Haskett, 63, was 24 when she met the man who would become her trafficker. She was in love and he, a well-known man in his 40s from her neighborhood, promised her the world. Her family loved him-“But at the same time I would show up all beat up and (the question) would always be (from family), ‘What do I keep doing to this man to make him do this?'” says Haskett, explaining domestic violence was a “norm” in her family.

“I remember once being beaten so badly that I prayed: ‘Lord, please don’t let anybody read to my children that they found their mother face down naked in a ditch,'” recalls Haskett. A maintenance man found her on the loading dock at a local hospital. “When I woke up in the hospital, somebody asked me what happened, but I was too scared to tell. No one else asked me again. Because when people ask, and you give them an answer, that means somebody has to be responsible. Somebody has to do something. And they did not want that responsibility.”

Haskett was trafficked across Michigan-from Detroit to Saginaw, Flint and Bay City.

“I was ending up in these strange places with all these strange men,” says Haskett. “It was just something that I never imagined happening to me.”

Her trafficker threatened the lives of her family and children to keep her with him. She decided there was only one way out.
——————————
Tasks
a) From Haskett's story, answer each question on its own line:
(i) How old was Haskett when she met the man who would become her trafficker?
(ii) Who found her on the loading dock at a local hospital?
(iii) What did her trafficker threaten in order to keep her with him?
b) What comes next in Haskett's story? Write a continuation that begins right after its final sentence.

Excerpted data
——————————
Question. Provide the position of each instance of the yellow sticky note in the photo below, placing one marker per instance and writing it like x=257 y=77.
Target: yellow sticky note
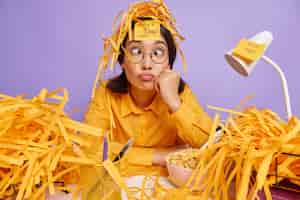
x=248 y=51
x=147 y=30
x=114 y=173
——————————
Set of answers
a)
(i) 24
(ii) A maintenance man
(iii) The lives of her family and children

b)
“I had already decided that I had to kill him,” Haskett explains. She was living in a subdivision home just outside of Birch Run, Michigan at the time. The doors were kept locked from the inside with her trafficker holding the keys. “You shoot him and you kill him, because he is going to kill you.”

After shooting her captor dead, Haskett fled to Detroit. Eventually turning herself in, she was found guilty of murder in the first degree and given a life sentence.

“That night I went to jail, it was the best sleep I ever had in I don’t know when,” she remembers. For the first time in a long time, she felt safe. “It wasn’t up until a couple of years ago that I knew human trafficking even had a name. I think what hurt me most about my trial is that they treated him like he was the victim, and I was the cold-blooded murderer. And it hurt me because I think the people knew what kind of man he was.”

She adds, with humor: “When I went to prison, microwaves were a concept. But God blessed me while I was there.”

Haskett served 17 years, during which she earned her graduate degree from the University of Michigan. It was a pilot program for inmates that has since been eliminated. Her case had been overturned by the Michigan Court of Appeals five times-until the day a jailhouse lawyer found an issue in the evidence. When Haskett went back to court to file a motion for a new trial, at 43 years old, she walked out a free woman.

“It was the first time that I could remember I was standing out in the sun with no belly chains, no shackles, no leg irons. I was just free,” says Haskett, fighting back tears. Promptly, she enrolled in U of M’s social work master’s program. With that degree, Haskett has became an advocate for women’s rights, serving as constituent outreach coordinator for Michigan State Sen. Judy Emmons (R-Sheridan) and a clinical programs writer for kids who have parents in prison. Currently, she has her own practice in metro Detroit.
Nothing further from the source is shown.